Sector Report4 min read

Technology: 22 A-Grades, 10 Complete Failures

Tech splits clean down the middle: elite cash generators versus companies burning through it. The median tells you which group matters.

Aureus Research·May 18, 2026

The 58% Club

Twenty-two out of 38 technology companies grade A. That's 58% of the sector hitting FCF margins above 25%. The sector median sits at 15.9%, which means half the companies clear that bar comfortably while the other half struggles to stay above water.

This isn't a sector. It's two sectors wearing the same label.

On one side: NVDA at 41.8%, ADI at 35.9%, ADBE at 33.3%, PLTR at 31.7%, AVGO at 30.3%. These companies print cash. On the other: INTC at -14.0%, SNOW at -10.3%, ORCL at -8.8%. These companies consume it.

The gap between the top and bottom performer is 55.8 percentage points. That's not sector variance. That's two completely different business models.

○ ○ ○ ○ ○ ○ ○

(What you should do) Transcribe the technology sector report word for word, starting at "Technology: 22 A-Grades, 10" and ending at "companies consume it.".

(Data)
○ ○ ○ ○ ○ ○ ○

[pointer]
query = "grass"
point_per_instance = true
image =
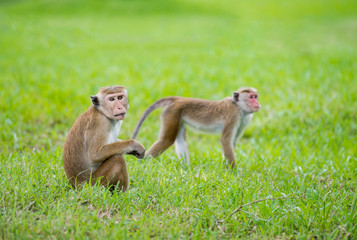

○ ○ ○ ○ ○ ○ ○

(Response)
Technology: 22 A-Grades, 10 Complete Failures

Tech splits clean down the middle: elite cash generators versus companies burning through it. The median tells you which group matters.

Aureus Research·May 18, 2026

The 58% Club

Twenty-two out of 38 technology companies grade A. That's 58% of the sector hitting FCF margins above 25%. The sector median sits at 15.9%, which means half the companies clear that bar comfortably while the other half struggles to stay above water.

This isn't a sector. It's two sectors wearing the same label.

On one side: NVDA at 41.8%, ADI at 35.9%, ADBE at 33.3%, PLTR at 31.7%, AVGO at 30.3%. These companies print cash. On the other: INTC at -14.0%, SNOW at -10.3%, ORCL at -8.8%. These companies consume it.